LIST OF TASKS:
(a) In the partial fractions text, why is the degree of the denominator 3? Answer in one to three sentences.
(b) Return the portion of the partial fractions text from "- In the denominator, the" up to and including "linear expression $2x+3$.", word for word.
(c) Answer these questions using the partial fractions text.
(i) What is the degree of the expression in the numerator?
(ii) Which linear expression appears as a repeated factor in the denominator?
(iii) What linear expression is the repeated factor multiplied by?

SUPPLIED PASSAGE:
- - - -

A rational function is given in this problem and it is formed by the involvement of a quadratic expression $x^2+13x+15$ and two linear expressions in one variable $2x+3$ and $x+3$.

$\dfrac{x^2+13x+15}{(2x+3)(x+3)^2}$

In this rational expression,

- $x^2+13x+15$ is the expression in the numerator.
- In the denominator, the linear expression $x+3$ is multiplied by itself and their product is expressed as square of $x+3$ in exponential notation.
- Finally, the repeated linear factor $x+3$ is multiplied by the linear expression $2x+3$.

The given rational function consists of repeated linear factor has to decompose into the partial fractions in this problem. So, let us learn how to decompose the rational expression into partial fractions.

The degree of the algebraic expression $x^2+13x+15$ in the numerator is $2$. In the denominator, the square of the linear expression $x+3$ can be expanded as a quadratic expression. The multiplication of the quadratic expression with the linear factor $2x+3$ forms a cubic expression. Therefore, the degree of the expression in the denominator is $3$.

- - - -

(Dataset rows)
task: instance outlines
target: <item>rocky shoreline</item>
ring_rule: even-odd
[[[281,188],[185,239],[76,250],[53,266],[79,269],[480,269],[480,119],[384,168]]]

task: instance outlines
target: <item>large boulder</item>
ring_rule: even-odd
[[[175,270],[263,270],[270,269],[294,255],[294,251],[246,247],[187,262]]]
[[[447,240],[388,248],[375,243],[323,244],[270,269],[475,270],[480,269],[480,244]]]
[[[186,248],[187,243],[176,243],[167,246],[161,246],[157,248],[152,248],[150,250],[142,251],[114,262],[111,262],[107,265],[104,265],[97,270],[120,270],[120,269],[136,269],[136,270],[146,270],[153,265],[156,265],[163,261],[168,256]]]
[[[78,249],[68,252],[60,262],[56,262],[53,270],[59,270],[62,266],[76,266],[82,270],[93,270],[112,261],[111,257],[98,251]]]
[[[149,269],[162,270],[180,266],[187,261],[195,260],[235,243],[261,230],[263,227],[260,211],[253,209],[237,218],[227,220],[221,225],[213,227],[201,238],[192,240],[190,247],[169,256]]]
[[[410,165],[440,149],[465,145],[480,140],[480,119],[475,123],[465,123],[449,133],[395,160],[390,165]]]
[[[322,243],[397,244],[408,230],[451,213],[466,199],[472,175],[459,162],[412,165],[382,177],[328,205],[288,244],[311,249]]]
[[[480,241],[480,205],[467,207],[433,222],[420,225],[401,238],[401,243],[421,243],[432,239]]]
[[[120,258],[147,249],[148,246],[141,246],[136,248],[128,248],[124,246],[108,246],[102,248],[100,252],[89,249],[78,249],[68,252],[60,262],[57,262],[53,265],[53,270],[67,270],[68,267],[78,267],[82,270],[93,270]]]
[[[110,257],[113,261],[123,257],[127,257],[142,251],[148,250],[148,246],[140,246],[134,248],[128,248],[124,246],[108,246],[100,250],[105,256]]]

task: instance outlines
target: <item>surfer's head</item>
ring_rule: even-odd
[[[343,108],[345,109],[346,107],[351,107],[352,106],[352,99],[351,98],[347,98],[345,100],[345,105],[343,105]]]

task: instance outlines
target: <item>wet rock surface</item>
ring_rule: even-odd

- - - -

OUTPUTS:
(a) The square of the linear expression $x+3$ expands to a quadratic expression. Multiplying that quadratic by the linear factor $2x+3$ gives a cubic expression, so the denominator has degree 3.

(b)
- In the denominator, the linear expression $x+3$ is multiplied by itself and their product is expressed as square of $x+3$ in exponential notation.
- Finally, the repeated linear factor $x+3$ is multiplied by the linear expression $2x+3$.

(c)
(i) 2
(ii) $x+3$
(iii) $2x+3$